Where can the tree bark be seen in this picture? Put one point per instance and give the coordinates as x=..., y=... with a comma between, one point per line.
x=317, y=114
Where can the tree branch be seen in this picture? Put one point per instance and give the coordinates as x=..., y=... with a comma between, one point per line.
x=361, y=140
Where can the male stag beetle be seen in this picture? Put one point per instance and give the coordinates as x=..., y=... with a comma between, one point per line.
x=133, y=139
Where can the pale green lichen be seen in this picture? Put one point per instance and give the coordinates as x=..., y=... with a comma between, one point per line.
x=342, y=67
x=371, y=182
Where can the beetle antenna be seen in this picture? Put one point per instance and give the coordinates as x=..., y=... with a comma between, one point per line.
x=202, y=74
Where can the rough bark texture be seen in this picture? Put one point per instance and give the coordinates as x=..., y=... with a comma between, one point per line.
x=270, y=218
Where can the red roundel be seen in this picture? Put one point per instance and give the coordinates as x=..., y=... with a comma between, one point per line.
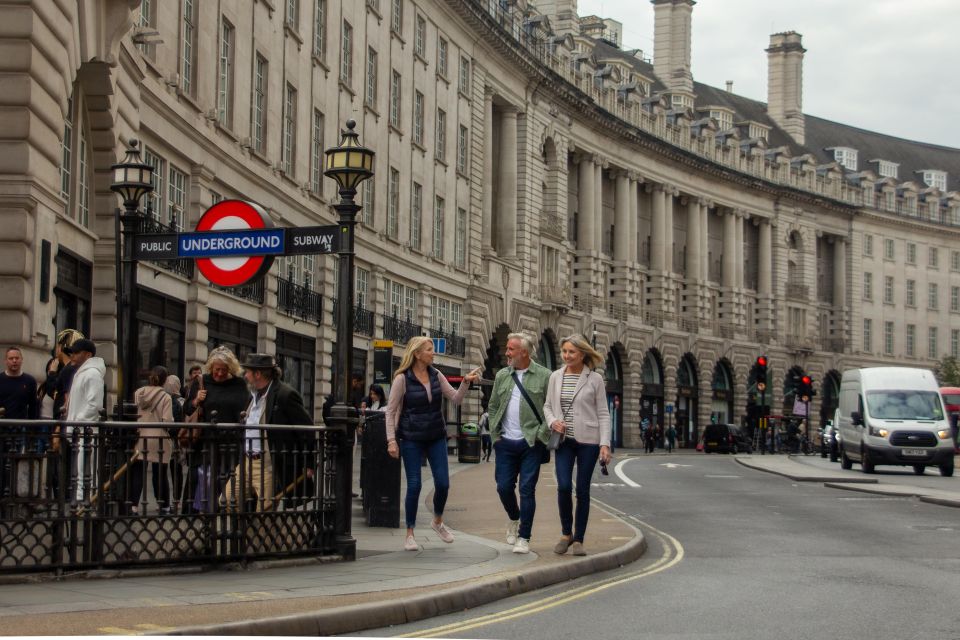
x=236, y=271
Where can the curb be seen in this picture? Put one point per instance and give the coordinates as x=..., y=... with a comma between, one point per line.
x=349, y=619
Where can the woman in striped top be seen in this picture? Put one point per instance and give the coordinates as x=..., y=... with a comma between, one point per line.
x=576, y=406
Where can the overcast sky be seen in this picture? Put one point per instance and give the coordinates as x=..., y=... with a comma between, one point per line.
x=884, y=65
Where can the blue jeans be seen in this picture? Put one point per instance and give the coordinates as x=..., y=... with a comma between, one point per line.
x=411, y=452
x=517, y=458
x=585, y=456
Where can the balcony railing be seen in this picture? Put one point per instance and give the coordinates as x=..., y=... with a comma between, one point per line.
x=299, y=301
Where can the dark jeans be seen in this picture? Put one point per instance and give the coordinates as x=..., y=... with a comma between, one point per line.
x=411, y=452
x=516, y=458
x=585, y=457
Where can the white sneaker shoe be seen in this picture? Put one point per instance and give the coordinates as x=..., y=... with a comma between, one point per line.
x=513, y=527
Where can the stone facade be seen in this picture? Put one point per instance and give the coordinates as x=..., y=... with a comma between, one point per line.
x=526, y=178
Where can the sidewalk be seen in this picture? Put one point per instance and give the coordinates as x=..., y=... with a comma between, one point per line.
x=386, y=585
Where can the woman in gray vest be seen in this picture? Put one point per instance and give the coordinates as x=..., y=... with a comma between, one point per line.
x=415, y=426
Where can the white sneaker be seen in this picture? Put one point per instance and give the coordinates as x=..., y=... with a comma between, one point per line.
x=513, y=526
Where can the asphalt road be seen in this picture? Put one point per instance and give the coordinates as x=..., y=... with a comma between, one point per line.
x=737, y=553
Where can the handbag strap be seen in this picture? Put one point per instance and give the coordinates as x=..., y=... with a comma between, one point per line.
x=526, y=396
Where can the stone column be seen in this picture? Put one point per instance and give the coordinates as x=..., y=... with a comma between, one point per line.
x=487, y=213
x=507, y=185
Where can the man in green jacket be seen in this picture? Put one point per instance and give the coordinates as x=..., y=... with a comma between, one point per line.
x=520, y=435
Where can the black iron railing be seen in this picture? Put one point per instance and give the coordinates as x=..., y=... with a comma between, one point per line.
x=127, y=494
x=299, y=301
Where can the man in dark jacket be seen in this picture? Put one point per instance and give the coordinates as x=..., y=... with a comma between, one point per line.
x=278, y=461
-----
* **What the exercise asks**:
The entries must be repeated exactly. Leave the images out.

* **Expected output**:
Where can the tree bark be seen in this picture? Put one point per instance and give the coordinates as x=..., y=... with a comma between, one point per line.
x=317, y=114
Where can the tree branch be seen in this picture? Put one point per instance and give the coordinates as x=..., y=... with a comma between, one point per line.
x=361, y=140
Where can the male stag beetle be seen in this picture? Put one point per instance and give the coordinates as x=..., y=... with a comma between, one point per line.
x=133, y=139
Where can the pale green lichen be seen in this picture? Put one point per instance and give the coordinates as x=..., y=... with a comma between, one point per line.
x=342, y=67
x=371, y=182
Where can the beetle antenna be seen in this picture? Put one point per instance and give the coordinates as x=..., y=... with a comma between, one point per line.
x=202, y=74
Where can the rough bark texture be seen in this picture? Put one point per instance and give the coordinates as x=..., y=... with a comma between, one point per line.
x=270, y=218
Where can the red roundel be seen in this picture? Put one point per instance and give the coordinates as x=..., y=... with a comma between, one point per line.
x=236, y=271
Where can the curb be seen in this picture? Put one point per instance and give the coordinates as x=..., y=... with a comma between, one point per line.
x=349, y=619
Where can the woman in striped top be seen in this picture? Put one point per instance and give the coordinates as x=..., y=... with a comma between, one point per line.
x=576, y=406
Where can the overcast sky be seen in this picture? Put one point per instance and give the coordinates as x=..., y=... with a comma between, one point per line.
x=884, y=65
Where can the blue jeans be seen in this picture? Put one point per instance and give the coordinates as x=..., y=... with a comma between, one point per line.
x=411, y=452
x=517, y=458
x=585, y=456
Where can the balcony railing be seen in this picture? Put one point per instance and give the coordinates as x=..., y=... with a comma between, one point per line.
x=299, y=301
Where can the dark jeans be seen in this picture? Put one point per instance and give the coordinates as x=..., y=... with a comma between, one point per line.
x=411, y=452
x=516, y=458
x=585, y=457
Where can the white sneaker shoe be seen in this picture? Put one point per instance and give the coordinates as x=..., y=... with a comma between, one point per line.
x=513, y=527
Where can the stone facade be seen in this picture? Put one point per instance and give the coordinates as x=..., y=... with a comma between, one point per line.
x=526, y=178
Where can the sidewalk be seen in this picture? Put one point per instance and give the coordinates as x=..., y=... with a comma between, one point per line.
x=386, y=585
Where can the woman in gray vest be seen in this picture? Put one point per instance and give the coordinates as x=..., y=... with a comma between, one point per line.
x=415, y=426
Where can the white sneaker be seen in this picture? Put one point per instance and give the coordinates as x=..., y=... with a comma between, one point per line.
x=513, y=526
Where can the asphalt road be seen in this picture? Put one point per instance and give the coordinates as x=..., y=... with a comma between, one point per line.
x=737, y=553
Where can the handbag strap be seen in this picture? Put one point per instance and give the coordinates as x=..., y=... with a comma between, one point per line.
x=526, y=396
Where can the stone column be seen in this picture? Put one point per instance and give the coordinates as x=..., y=... with a comma between, one point per line.
x=487, y=213
x=507, y=185
Where can the man in green jacket be seen in this picture? Put one point per instance and give the coordinates as x=..., y=... with a comma between, one point per line.
x=520, y=435
Where can the black iron railing be seen in this picture? Put one point per instance and give the coordinates as x=..., y=... with a comma between, one point per line.
x=127, y=494
x=299, y=301
Where can the man in dark jacket be seen in this picture? Put one point per instance and give the coordinates as x=..., y=... with a comma between, one point per line.
x=278, y=461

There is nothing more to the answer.